Can you format every line of the data below as a JSON list of strings, one string per line, skipping blank lines and leaving the pictures out?

─── The data ───

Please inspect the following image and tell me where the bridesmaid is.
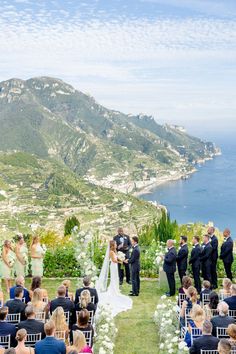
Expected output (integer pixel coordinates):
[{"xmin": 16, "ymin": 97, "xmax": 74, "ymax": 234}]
[
  {"xmin": 15, "ymin": 234, "xmax": 28, "ymax": 277},
  {"xmin": 2, "ymin": 240, "xmax": 15, "ymax": 293},
  {"xmin": 31, "ymin": 235, "xmax": 45, "ymax": 277}
]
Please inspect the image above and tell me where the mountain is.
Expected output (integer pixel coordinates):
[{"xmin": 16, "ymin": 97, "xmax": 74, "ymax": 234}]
[{"xmin": 0, "ymin": 77, "xmax": 217, "ymax": 192}]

───

**Output**
[
  "Please inspect the following image and tell me where the bridesmaid is.",
  "Expected output (integer pixel coordinates):",
  "[{\"xmin\": 16, \"ymin\": 97, \"xmax\": 74, \"ymax\": 234}]",
  "[",
  "  {\"xmin\": 15, \"ymin\": 234, \"xmax\": 28, \"ymax\": 277},",
  "  {\"xmin\": 2, \"ymin\": 240, \"xmax\": 15, \"ymax\": 293},",
  "  {\"xmin\": 31, \"ymin\": 235, \"xmax\": 45, \"ymax\": 277}",
  "]",
  "Please inspect the image above and tell me where the mountain is.",
  "Expected output (integer pixel coordinates):",
  "[{\"xmin\": 16, \"ymin\": 97, \"xmax\": 74, \"ymax\": 234}]",
  "[{\"xmin\": 0, \"ymin\": 77, \"xmax\": 217, \"ymax\": 192}]"
]